=== BRIEF A ===
Retype the listing from the line with "Q: For every instance of the street" through the end of the listing, leaving out the pictures.

=== EXCERPT ===

1 Introduction

Breakthrough is a fairly new game, invented in 2000 by Dan Troyka and was the winner of the 2001 about.com \(8 \times 8\) Game Design Competition. It provides an interesting mix of strategy and tactics and so is a popular game for games researchers [1,2,3,4,5].

It is played on an \(8\times 8\) board. The first two rows are populated with White’s pieces and the last two rows with Black’s. The first row is White’s home row and the eighth row is White’s goal. White moves their pieces towards their goal, one square forward at a time, either straight or diagonally. White may not move to a square already occupied by a white piece and may only capture a black piece if it is a diagonal move. White cannot move straight forward to a square occupied by a black piece. Black moves similarly. The first player to reach their goal row or capture all the opponent’s pieces is the winner. A draw is impossible in Breakthrough.

Figure 1 shows two Breakthrough positions, both with White to move.Footnote 1 The one on the left is the starting position and the one on the right is after 22 moves have been played. From the second position the white piece on g2 may move either to g3 or h3, the piece on f3 may either move to g4 or capture on e4, and the piece on f4 may make either diagonal move.

Fig. 1.
figure 1

Sample Breakthrough positions.

Starting with Wanderer, a strong MCTS/EPT (Monte-Carlo Tree Search with Early Playout Termination) based program that plays Breakthrough [3], we created two new versions: Wan-TDL uses temporal difference learning (TDL) techniques to create an evaluation function and Wan-CNN uses convolutional neural networks (CNNs) to generate a probability distribution over moves with respect to an expert Wanderer given a particular board configuration.

Machine learning techniques have long been used in game programming. In 1995 Tesauro used TDL to create a world class Backgammon playing program [7] and over the years many other game playing programs have used TDL in one form or another [8, 9]. We use a straightforward implementation of TDL to train an evaluation function that replaces the hand-tuned evaluation function in Wanderer in order to create Wan-TDL. In Sect. 2 we describe the various patterns (n-tuples) we worked with, our reasons for choosing those patterns, and the results associated with each pattern choice.

Last year DeepMind famously created AlphaGo, a program that uses CNNs and played the game of Go at a level even higher than the world’s best human players [10, 11]. In Sect. 3 we explain how we apply these ideas to create Wan-CNN. First we created CNNs for policy networks that can rank the possible moves from any board position. This was done by using moves generated by Wanderer as there are insufficient publicly available games played by strong players to draw from. Then we created a new MCTS program in Python that could use the policy net in an MCTS setting.

Finally in Sect. 4 we summarize our results and discuss future work.

=== PROVIDED RECORDS ===
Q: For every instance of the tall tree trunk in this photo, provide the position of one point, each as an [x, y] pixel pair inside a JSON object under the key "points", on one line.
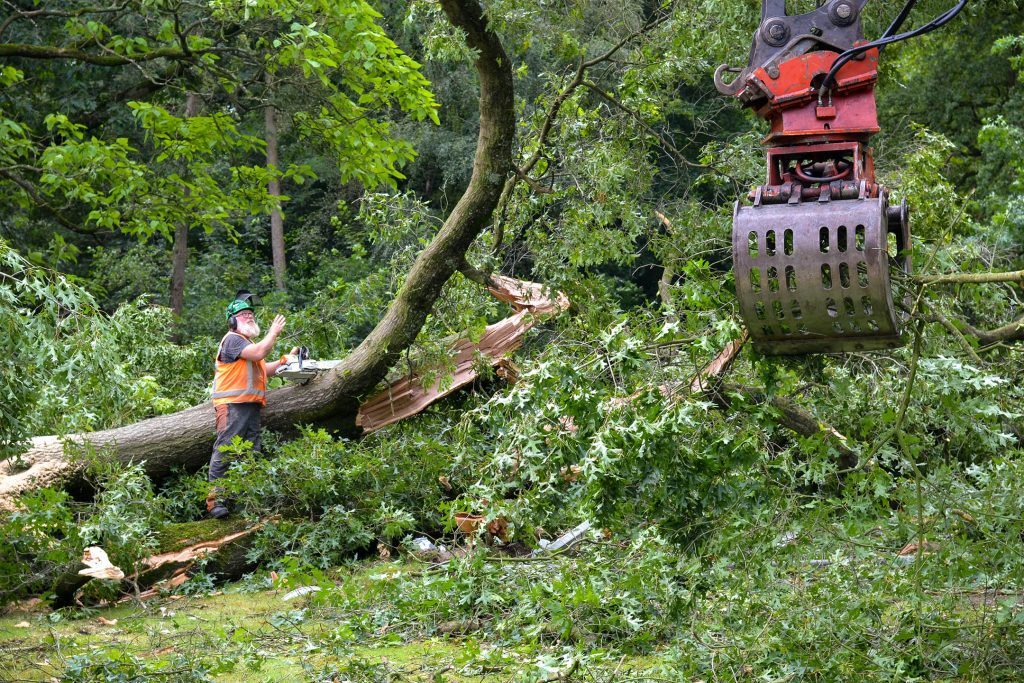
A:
{"points": [[179, 252], [185, 438], [273, 188]]}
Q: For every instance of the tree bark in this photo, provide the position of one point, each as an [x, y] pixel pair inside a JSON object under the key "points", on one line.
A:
{"points": [[273, 189], [179, 252], [185, 438]]}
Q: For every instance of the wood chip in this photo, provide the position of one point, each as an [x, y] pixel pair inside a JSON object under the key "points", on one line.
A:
{"points": [[98, 565]]}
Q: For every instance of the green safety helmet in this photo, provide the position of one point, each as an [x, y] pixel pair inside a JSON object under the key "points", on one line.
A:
{"points": [[243, 301]]}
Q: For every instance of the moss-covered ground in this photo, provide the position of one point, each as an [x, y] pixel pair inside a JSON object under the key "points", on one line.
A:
{"points": [[248, 632]]}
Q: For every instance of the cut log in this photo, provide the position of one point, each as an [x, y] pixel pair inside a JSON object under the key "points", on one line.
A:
{"points": [[184, 439], [409, 396]]}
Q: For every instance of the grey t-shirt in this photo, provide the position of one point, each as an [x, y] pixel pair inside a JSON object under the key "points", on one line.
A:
{"points": [[230, 347]]}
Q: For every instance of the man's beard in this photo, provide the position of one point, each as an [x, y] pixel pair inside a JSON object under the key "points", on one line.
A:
{"points": [[250, 330]]}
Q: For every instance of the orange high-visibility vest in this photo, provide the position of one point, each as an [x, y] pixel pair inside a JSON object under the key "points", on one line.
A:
{"points": [[239, 382]]}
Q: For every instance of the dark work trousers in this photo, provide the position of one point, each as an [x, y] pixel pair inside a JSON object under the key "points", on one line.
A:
{"points": [[233, 420]]}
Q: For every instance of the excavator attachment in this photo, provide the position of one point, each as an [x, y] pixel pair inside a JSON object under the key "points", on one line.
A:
{"points": [[815, 247], [815, 278]]}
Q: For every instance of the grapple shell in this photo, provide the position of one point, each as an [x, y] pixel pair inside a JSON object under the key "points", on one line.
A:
{"points": [[813, 276]]}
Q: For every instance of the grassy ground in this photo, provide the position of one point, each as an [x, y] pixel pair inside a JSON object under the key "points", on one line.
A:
{"points": [[242, 633]]}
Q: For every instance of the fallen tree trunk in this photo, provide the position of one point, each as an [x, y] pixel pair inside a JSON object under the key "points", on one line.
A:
{"points": [[409, 395], [185, 438]]}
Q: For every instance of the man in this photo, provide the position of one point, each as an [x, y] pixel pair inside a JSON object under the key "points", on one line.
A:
{"points": [[240, 385]]}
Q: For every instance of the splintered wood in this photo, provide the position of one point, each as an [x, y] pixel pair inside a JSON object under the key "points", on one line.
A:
{"points": [[409, 396]]}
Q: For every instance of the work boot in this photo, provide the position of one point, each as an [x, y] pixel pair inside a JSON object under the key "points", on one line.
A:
{"points": [[216, 507]]}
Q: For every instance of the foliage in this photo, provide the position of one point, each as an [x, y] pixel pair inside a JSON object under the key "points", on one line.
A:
{"points": [[728, 542]]}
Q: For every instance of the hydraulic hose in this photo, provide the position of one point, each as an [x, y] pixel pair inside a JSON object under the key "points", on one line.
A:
{"points": [[937, 23]]}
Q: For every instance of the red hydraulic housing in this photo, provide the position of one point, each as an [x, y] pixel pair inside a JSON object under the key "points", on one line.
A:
{"points": [[812, 250]]}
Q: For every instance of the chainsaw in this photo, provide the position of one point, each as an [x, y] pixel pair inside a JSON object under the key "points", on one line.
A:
{"points": [[814, 245], [300, 368]]}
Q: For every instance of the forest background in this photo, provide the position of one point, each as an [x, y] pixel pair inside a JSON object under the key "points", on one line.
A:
{"points": [[156, 157]]}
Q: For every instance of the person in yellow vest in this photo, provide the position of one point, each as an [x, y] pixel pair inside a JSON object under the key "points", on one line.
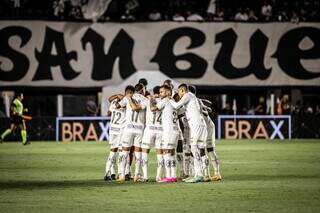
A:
{"points": [[17, 120]]}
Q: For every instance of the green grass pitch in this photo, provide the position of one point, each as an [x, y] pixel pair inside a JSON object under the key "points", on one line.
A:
{"points": [[259, 176]]}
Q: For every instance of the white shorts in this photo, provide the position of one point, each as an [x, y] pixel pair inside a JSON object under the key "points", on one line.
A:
{"points": [[170, 139], [151, 138], [198, 135], [211, 137], [115, 140], [130, 139]]}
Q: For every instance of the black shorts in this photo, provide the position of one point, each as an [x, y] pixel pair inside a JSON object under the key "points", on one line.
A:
{"points": [[16, 120]]}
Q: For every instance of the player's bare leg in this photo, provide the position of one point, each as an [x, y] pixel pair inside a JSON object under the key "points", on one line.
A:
{"points": [[123, 162], [197, 154], [215, 163], [173, 165], [24, 133], [144, 164], [167, 165], [137, 154], [160, 164], [110, 162], [180, 159]]}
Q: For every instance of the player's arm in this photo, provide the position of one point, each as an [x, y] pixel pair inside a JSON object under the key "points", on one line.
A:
{"points": [[113, 97], [206, 102], [183, 101], [122, 103], [153, 104], [134, 106]]}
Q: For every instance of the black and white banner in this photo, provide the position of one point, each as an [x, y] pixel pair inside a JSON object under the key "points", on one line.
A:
{"points": [[82, 55]]}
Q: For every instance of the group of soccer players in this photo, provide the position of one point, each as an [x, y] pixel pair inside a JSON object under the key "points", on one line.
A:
{"points": [[177, 125]]}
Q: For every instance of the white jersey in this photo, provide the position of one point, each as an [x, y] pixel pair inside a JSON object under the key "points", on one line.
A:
{"points": [[169, 115], [135, 121], [117, 118], [192, 106], [153, 119]]}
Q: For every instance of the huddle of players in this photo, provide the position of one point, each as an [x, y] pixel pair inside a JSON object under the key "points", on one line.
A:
{"points": [[178, 126]]}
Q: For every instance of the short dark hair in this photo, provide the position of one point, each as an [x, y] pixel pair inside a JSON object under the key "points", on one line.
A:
{"points": [[166, 87], [192, 89], [185, 86], [143, 81], [138, 87], [156, 90], [129, 88], [19, 94], [168, 82], [176, 97]]}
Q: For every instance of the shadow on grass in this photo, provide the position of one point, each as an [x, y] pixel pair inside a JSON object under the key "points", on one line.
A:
{"points": [[41, 184], [63, 184], [266, 177]]}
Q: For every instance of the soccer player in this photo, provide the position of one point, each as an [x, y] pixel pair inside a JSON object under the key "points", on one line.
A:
{"points": [[210, 144], [135, 105], [197, 126], [152, 136], [17, 120], [183, 148], [115, 132], [170, 133]]}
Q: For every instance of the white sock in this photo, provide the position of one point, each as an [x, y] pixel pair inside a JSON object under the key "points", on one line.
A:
{"points": [[160, 165], [215, 162], [191, 164], [167, 166], [173, 166], [180, 162], [205, 165], [109, 162], [138, 163], [186, 162], [144, 164], [196, 160], [114, 162], [127, 169], [123, 162]]}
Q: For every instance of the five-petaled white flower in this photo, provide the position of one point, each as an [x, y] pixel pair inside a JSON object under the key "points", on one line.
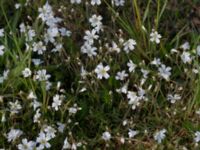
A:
{"points": [[173, 98], [160, 135], [129, 45], [56, 102], [164, 71], [26, 145], [101, 71], [26, 72], [197, 136], [95, 2], [155, 37], [106, 136]]}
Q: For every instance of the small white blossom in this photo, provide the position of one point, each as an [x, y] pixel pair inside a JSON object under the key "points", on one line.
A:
{"points": [[56, 102], [133, 99], [15, 107], [129, 45], [90, 36], [101, 71], [26, 145], [121, 75], [186, 58], [39, 48], [185, 46], [119, 2], [173, 98], [42, 75], [1, 32], [197, 136], [131, 66], [95, 2], [132, 133], [106, 136], [155, 37], [26, 72], [50, 132], [43, 140], [160, 135], [75, 1], [13, 134], [95, 20], [2, 50], [164, 71]]}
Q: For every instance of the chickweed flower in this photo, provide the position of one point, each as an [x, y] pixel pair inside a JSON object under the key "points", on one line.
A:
{"points": [[197, 136], [101, 71], [26, 72], [129, 45], [155, 37], [106, 136], [160, 135]]}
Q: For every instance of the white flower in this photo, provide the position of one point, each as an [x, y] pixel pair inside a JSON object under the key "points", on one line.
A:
{"points": [[26, 72], [39, 48], [66, 144], [156, 62], [173, 98], [185, 46], [164, 71], [1, 32], [106, 136], [35, 104], [13, 134], [43, 140], [45, 12], [133, 99], [155, 37], [37, 62], [95, 2], [145, 73], [26, 145], [30, 35], [31, 95], [132, 133], [42, 75], [89, 50], [114, 48], [95, 20], [15, 107], [50, 132], [37, 116], [61, 127], [185, 57], [197, 136], [17, 6], [119, 2], [160, 135], [90, 36], [2, 50], [129, 45], [64, 32], [73, 110], [198, 50], [123, 89], [56, 102], [101, 71], [75, 1], [121, 75], [5, 75], [53, 32], [131, 66]]}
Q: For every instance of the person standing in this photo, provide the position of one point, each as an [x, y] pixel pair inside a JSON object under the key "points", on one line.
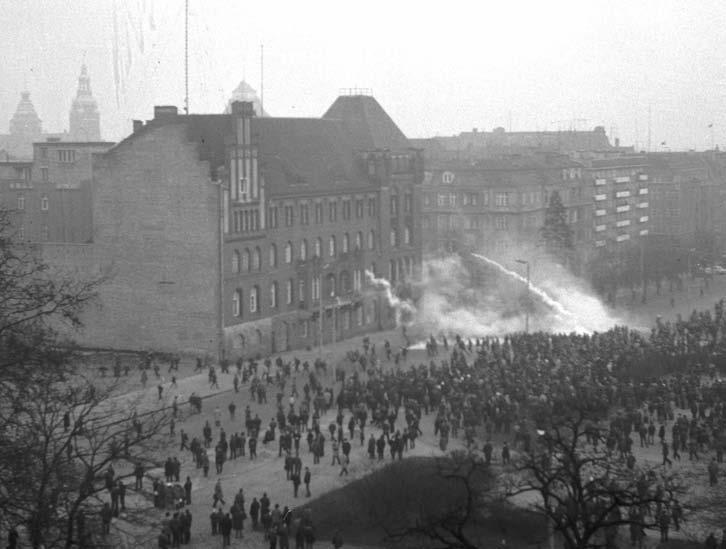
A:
{"points": [[106, 514], [306, 480], [295, 477], [713, 472], [188, 491], [139, 475], [226, 528], [255, 513]]}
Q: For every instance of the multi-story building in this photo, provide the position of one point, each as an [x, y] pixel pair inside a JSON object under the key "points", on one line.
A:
{"points": [[684, 201], [26, 127], [619, 188], [250, 233], [476, 144], [51, 195], [493, 204], [84, 118]]}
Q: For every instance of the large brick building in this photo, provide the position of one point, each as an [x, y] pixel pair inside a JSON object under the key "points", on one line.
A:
{"points": [[51, 194], [493, 204], [237, 231], [26, 127], [477, 144]]}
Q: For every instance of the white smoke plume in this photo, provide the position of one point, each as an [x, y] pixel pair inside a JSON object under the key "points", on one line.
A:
{"points": [[405, 310], [451, 301]]}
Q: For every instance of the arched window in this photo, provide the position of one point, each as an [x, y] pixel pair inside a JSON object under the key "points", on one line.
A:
{"points": [[256, 260], [254, 299], [235, 261], [237, 303], [315, 287], [273, 256], [344, 282], [330, 285], [289, 288], [273, 295], [346, 243]]}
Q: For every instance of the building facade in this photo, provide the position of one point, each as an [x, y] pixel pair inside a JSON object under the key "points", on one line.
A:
{"points": [[620, 193], [51, 195], [493, 205], [84, 118], [26, 127], [250, 234]]}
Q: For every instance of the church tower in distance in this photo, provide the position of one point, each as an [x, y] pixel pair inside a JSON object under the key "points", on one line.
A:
{"points": [[85, 121]]}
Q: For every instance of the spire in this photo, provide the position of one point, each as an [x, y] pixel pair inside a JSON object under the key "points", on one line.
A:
{"points": [[84, 83], [85, 121], [25, 127]]}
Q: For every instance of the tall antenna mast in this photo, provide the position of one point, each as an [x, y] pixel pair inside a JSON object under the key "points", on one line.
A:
{"points": [[648, 128], [262, 78], [186, 56]]}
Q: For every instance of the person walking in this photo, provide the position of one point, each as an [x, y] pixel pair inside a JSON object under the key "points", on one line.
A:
{"points": [[306, 480], [188, 491], [226, 528], [218, 495]]}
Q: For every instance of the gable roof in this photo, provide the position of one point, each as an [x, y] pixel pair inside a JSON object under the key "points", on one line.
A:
{"points": [[304, 150], [366, 120]]}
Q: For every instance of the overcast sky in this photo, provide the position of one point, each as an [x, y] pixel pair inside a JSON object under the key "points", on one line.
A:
{"points": [[437, 68]]}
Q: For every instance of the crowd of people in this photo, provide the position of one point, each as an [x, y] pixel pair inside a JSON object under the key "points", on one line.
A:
{"points": [[484, 391]]}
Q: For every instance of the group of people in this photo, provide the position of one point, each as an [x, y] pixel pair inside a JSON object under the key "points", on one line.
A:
{"points": [[482, 389]]}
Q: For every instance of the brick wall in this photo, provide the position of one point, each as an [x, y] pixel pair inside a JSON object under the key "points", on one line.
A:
{"points": [[155, 233]]}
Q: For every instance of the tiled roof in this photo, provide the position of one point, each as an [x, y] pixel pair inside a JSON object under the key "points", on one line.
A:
{"points": [[366, 120], [304, 150], [294, 151]]}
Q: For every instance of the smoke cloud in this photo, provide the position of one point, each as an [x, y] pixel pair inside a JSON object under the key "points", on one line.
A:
{"points": [[478, 296]]}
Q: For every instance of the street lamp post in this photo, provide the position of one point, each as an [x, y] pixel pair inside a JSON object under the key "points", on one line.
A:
{"points": [[526, 306], [321, 308]]}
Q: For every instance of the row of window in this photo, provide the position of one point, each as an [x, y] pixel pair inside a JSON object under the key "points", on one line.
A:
{"points": [[333, 287], [307, 213], [44, 203], [398, 270], [251, 260]]}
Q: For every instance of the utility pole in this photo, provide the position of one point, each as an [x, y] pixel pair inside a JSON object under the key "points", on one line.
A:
{"points": [[649, 121], [320, 314], [186, 57], [526, 307], [642, 268], [262, 78]]}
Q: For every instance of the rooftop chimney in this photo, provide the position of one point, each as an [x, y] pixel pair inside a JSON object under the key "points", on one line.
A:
{"points": [[244, 109], [165, 111]]}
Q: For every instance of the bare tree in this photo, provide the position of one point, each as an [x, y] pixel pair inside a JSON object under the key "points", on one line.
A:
{"points": [[434, 503], [58, 430], [585, 490]]}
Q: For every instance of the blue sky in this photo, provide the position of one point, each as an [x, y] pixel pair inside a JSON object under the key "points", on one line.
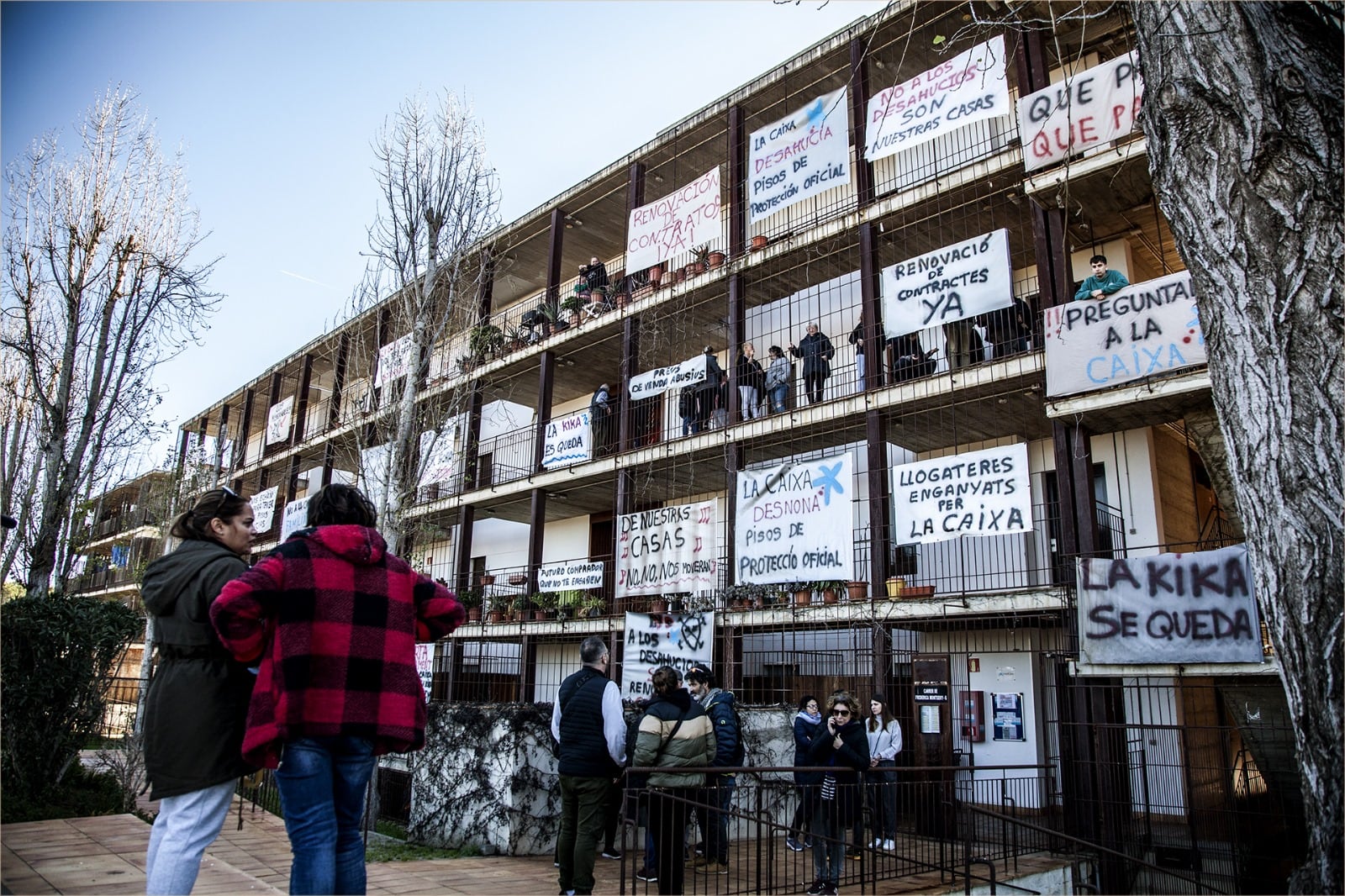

=== BRIEF B ===
According to the Breakthrough introduction, why were moves generated by Wanderer used to build the policy networks for Wan-CNN?

=== WRITTEN REPLY A ===
Q: For every instance of the street lamp post in this photo, provide the position of one point, each as an [x, y] pixel pair inside a JSON object under the key "points", on one line.
A:
{"points": [[526, 306], [321, 308]]}
Q: For every instance of the row of window in this photo, provide the position of one point, each as an [x, y] pixel pair inside a JSON object under the key "points", on one line.
A:
{"points": [[333, 287], [307, 213], [44, 203], [398, 270], [251, 260]]}
Q: For every instance of the utility pole in this photo, provide the position of one point, each as an [x, y] pixel pair inside a JSON object under the key "points", on one line.
A:
{"points": [[649, 121], [320, 314], [186, 57], [526, 307], [642, 268], [262, 78]]}
Q: For every instance of the rooftop chimney in this photo, provide the position of one point, each as an [x, y] pixel pair inside a JSON object under the key "points", on one line.
A:
{"points": [[244, 109], [165, 111]]}
Q: For every instance of the bare tree in this photo, provide the position of one point, each as an [x, y] pixel pair inside a JSON object under the key "points", on one line.
A:
{"points": [[434, 503], [58, 430], [585, 490]]}
Q: For every instance of the blue sky in this photo, provide the position of one point, each as an [x, y] pixel pair inside a JSON object under the key "points", on one line.

=== WRITTEN REPLY B ===
Wanderer's moves were used because there are not enough publicly available games played by strong players to draw from.